* EXTRAIT CHOISI *
------------------------

On les faisait feutrer par le moulin à foulon. Et la laize, pour la berlinge, était réduite de 1 m. 10 à 0 m. 80; pour la garrerie, on se contentait d’une demi-foule, 0 m. 90. Rajeuni par son plaisir, Francis Bedel décrit son moulin, son installation. Qui croirait que cet homme, dans la force de l’âge, parle d’un domaine ruiné, d’un matériel archaïque, d’une profession dont on ne peut plus reconstituer les rites qu’en regardant les planches de l’Encyclopédie ?

------------------------

* Entrées de données *
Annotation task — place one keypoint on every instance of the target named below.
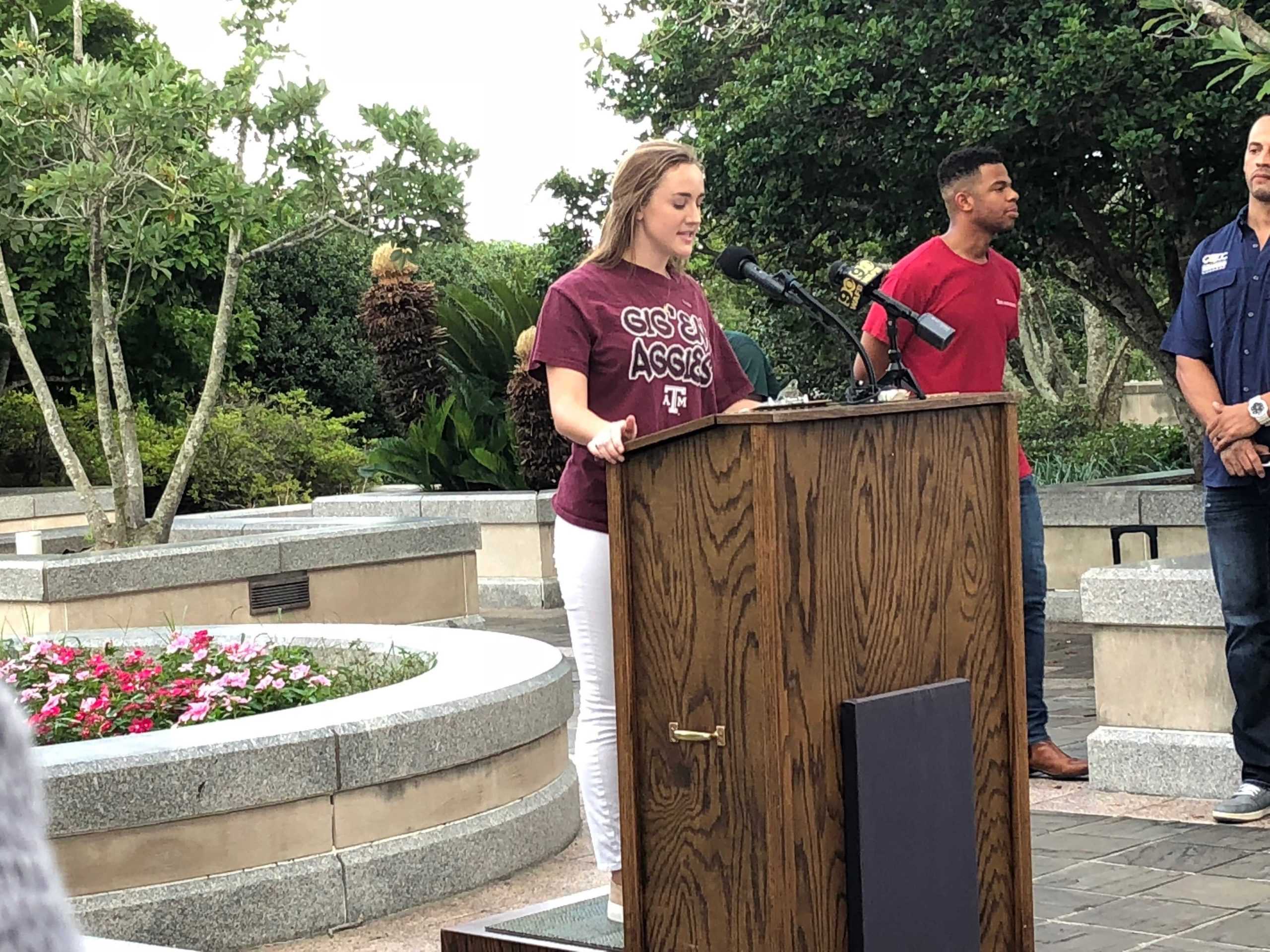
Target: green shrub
(480, 337)
(259, 450)
(273, 450)
(1065, 445)
(463, 443)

------------------------

* TÂCHE DEMANDÉE A *
Relevez toutes les largeurs chiffrées que donne l'extrait sur le moulin à foulon.
* TÂCHE DEMANDÉE B *
Recopiez le passage de l'extrait sur le moulin à foulon de « On les faisait » à « planches de l’Encyclopédie ? ».

* RÉPONSE FINALE A *
- 1 m. 10
- 0 m. 80
- 0 m. 90

* RÉPONSE FINALE B *
On les faisait feutrer par le moulin à foulon. Et la laize, pour la berlinge, était réduite de 1 m. 10 à 0 m. 80; pour la garrerie, on se contentait d’une demi-foule, 0 m. 90. Rajeuni par son plaisir, Francis Bedel décrit son moulin, son installation. Qui croirait que cet homme, dans la force de l’âge, parle d’un domaine ruiné, d’un matériel archaïque, d’une profession dont on ne peut plus reconstituer les rites qu’en regardant les planches de l’Encyclopédie ?